Exercise task 1
In the notes on CSP semantic macros, swap "compulsory" for "mandatory" and reproduce the passage starting with "Any semantic function" and going on through "single compulsory argument.".
Exercise task 2
According to the notes on CSP notation, why did earlier versions of real-time CSP use the $\sigma$ operator to denote the set of events mentioned in a trace?
Exercise task 3
Write the next part of the notes on CSP notation macros.

Source passage

************

To denote the set of events mentioned in a timed or untimed trace or
refusal, we prefix the name of the object with $\alpha$.  For example,
the set of events mentioned in the timed trace $s$ would be written
$\alpha s$.  Earlier version of real-time CSP did this using the
$\sigma$ operator to avoid confusion with process alphabets.  Where
there is scope for confusion, we suggest that this practice is
continued.

\subsection{Semantic functions, models, and spaces}

In {\sl  Advanced CSP}, we use long names for the semantic functions:

\begin{tabular}{p{1.95in}p{1.75in}l} \\
semantics       & \verb|\Semantics|     & $\Semantics$ \\
traces          & \verb|\Traces|        & $\Traces$ \\
failures        & \verb|\Failures|      & $\Failures$ \\
timed failures  & \verb|\TimedFailures| & $\TimedFailures$ \\
divergences     & \verb|\Divergences|   & $\Divergences$ \\
infinites       & \verb|\Infinites|     & $\Infinites$
\end{tabular} 

Any semantic function macro can be given an optional argument. This
will be set within semantic brackets: e.g., \verb|\Traces[P]| yields
$\Traces[P]$.  To obtain the semantic brackets alone, use the
\verb|\semb| macro; this takes a single compulsory argument.

************

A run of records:
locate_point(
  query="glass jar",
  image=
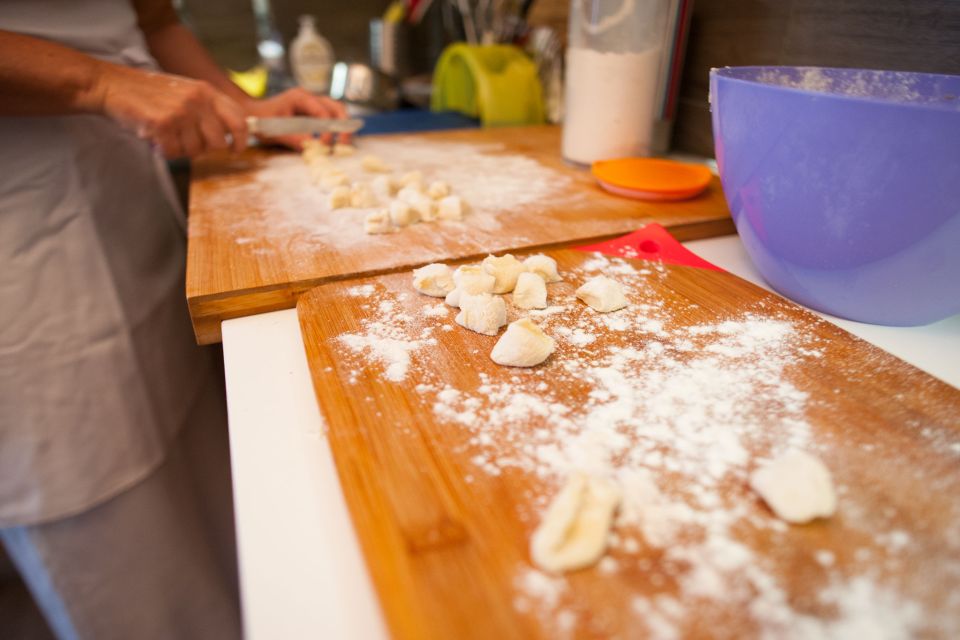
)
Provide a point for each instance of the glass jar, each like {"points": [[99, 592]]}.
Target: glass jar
{"points": [[615, 59]]}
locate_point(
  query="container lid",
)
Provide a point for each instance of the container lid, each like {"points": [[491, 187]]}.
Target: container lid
{"points": [[651, 178]]}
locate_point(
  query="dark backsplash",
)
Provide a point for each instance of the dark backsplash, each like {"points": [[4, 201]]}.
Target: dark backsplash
{"points": [[922, 35]]}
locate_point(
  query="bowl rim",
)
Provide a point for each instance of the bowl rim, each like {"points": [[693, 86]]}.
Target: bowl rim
{"points": [[727, 75]]}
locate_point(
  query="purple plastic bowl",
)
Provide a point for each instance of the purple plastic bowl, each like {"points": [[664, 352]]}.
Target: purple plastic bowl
{"points": [[844, 185]]}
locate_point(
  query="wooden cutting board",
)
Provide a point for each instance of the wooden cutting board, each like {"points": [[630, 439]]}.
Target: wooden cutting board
{"points": [[260, 233], [447, 461]]}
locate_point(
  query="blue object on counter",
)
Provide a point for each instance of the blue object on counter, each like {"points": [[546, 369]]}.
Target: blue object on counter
{"points": [[844, 185], [411, 120]]}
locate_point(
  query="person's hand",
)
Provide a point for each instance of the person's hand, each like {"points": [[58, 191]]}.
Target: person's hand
{"points": [[182, 117], [297, 102]]}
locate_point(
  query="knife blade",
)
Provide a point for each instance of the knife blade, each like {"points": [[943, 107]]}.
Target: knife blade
{"points": [[299, 125]]}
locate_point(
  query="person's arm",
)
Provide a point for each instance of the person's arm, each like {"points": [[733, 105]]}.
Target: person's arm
{"points": [[178, 50], [182, 116]]}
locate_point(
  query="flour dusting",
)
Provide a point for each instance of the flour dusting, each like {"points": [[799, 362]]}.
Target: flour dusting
{"points": [[677, 413], [293, 215]]}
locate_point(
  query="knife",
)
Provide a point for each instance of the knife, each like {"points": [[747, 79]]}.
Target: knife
{"points": [[300, 125]]}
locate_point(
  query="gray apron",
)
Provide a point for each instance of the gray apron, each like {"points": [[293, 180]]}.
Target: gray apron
{"points": [[98, 366]]}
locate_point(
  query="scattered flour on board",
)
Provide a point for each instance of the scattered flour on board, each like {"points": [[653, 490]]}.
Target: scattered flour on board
{"points": [[881, 85], [294, 212], [678, 414]]}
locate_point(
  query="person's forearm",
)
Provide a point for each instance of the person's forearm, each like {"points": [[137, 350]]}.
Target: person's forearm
{"points": [[178, 51], [38, 77]]}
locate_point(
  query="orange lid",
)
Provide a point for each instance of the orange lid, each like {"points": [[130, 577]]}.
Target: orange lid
{"points": [[652, 178]]}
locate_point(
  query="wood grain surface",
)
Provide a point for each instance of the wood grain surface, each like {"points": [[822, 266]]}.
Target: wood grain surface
{"points": [[250, 252], [445, 485]]}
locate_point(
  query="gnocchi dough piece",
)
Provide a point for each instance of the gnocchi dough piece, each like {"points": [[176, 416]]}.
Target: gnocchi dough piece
{"points": [[374, 164], [482, 313], [574, 531], [530, 292], [505, 269], [433, 280], [361, 196], [339, 198], [797, 487], [543, 266], [342, 150], [450, 208], [378, 222], [402, 214], [333, 179], [384, 186], [470, 279], [523, 344], [438, 189], [412, 179], [474, 279], [453, 298], [602, 294]]}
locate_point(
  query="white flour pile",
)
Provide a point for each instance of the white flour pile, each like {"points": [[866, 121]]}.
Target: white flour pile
{"points": [[678, 416], [493, 184], [886, 85], [610, 104]]}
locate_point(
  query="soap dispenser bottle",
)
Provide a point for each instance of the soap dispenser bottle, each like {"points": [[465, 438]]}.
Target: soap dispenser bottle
{"points": [[311, 57]]}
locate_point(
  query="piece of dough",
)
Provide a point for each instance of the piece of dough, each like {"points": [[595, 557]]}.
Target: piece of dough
{"points": [[374, 164], [333, 179], [361, 196], [543, 266], [470, 279], [402, 214], [385, 187], [378, 222], [450, 208], [576, 527], [482, 313], [342, 150], [410, 193], [339, 197], [433, 280], [453, 298], [424, 207], [523, 344], [603, 294], [530, 292], [438, 189], [797, 487], [314, 149], [505, 269], [474, 279]]}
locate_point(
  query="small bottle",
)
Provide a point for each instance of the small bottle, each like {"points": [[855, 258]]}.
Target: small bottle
{"points": [[311, 57], [615, 56]]}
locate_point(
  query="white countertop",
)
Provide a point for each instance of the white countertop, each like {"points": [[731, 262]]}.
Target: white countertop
{"points": [[301, 569]]}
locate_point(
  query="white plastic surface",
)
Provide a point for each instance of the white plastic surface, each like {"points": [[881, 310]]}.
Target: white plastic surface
{"points": [[301, 571], [302, 574]]}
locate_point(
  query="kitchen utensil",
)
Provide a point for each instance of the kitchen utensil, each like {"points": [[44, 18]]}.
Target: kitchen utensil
{"points": [[844, 185], [652, 178], [444, 501], [299, 125], [254, 247], [497, 83]]}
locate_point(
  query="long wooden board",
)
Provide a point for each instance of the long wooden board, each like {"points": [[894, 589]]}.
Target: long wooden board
{"points": [[447, 461], [260, 233]]}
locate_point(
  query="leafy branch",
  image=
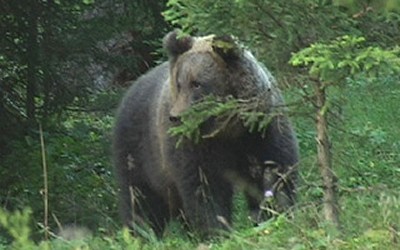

************

Output 1
Any semantic function macro can be given an optional argument. This
will be set within semantic brackets: e.g., \verb|\Traces[P]| yields
$\Traces[P]$.  To obtain the semantic brackets alone, use the
\verb|\semb| macro; this takes a single mandatory argument.

Output 2
They used it to avoid confusion with process alphabets. The notes recommend keeping that practice wherever such confusion could arise.

Output 3
Alternatively, the macros \verb|\leftsemb| and \verb|\rightsemb|
produce left and right semantic brackets respectively.

In theoretical papers, we often need to refer to several models,
functions, and associated spaces.  To make things easier on ourselves,
we adopt short names for these mathematical objects, using subscripts
to identify the model concerned.  For example, the objects associated
with the timed failures model are all subscripted with $TF$.

The models themselves have macros beginning \verb|\M|:

\begin{tabular}{p{2.4in}p{1.1in}l} \\
traces                          & \verb|\Mut|   & $ \Mut  $     \\
failures                        & \verb|\Muf|   & $ \Muf  $     \\
failures-divergences            & \verb|\Mufd|  & $ \Mufd $     \\
timed failures                  & \verb|\Mtf|   & $ \Mtf  $     \\
timed failures-stability        & \verb|\Mtfs|  & $ \Mtfs $     \\
timed infinite                  & \verb|\Mti|   & $ \Mti  $
\end{tabular} 

The matching semantic functions use \verb|\F| instead---e.g.,
\verb|\Fut| for untimed traces---and the observation spaces use
\verb|\S|.  

\subsection{Refinement and satisfaction}

The satisfaction notation employed in Hoare's {\sl Communicating
Sequential Processes} has been retained.  We also have a refinement
relation between processes, possibly indexed by the name of the model
concerned.

The satisfaction relation is set as follows: \verb|P \sat S| produces
$P \sat S$.  The refinement relation is produced by \verb|\lessdet| (or
\verb|refinedby|, a synonymbol).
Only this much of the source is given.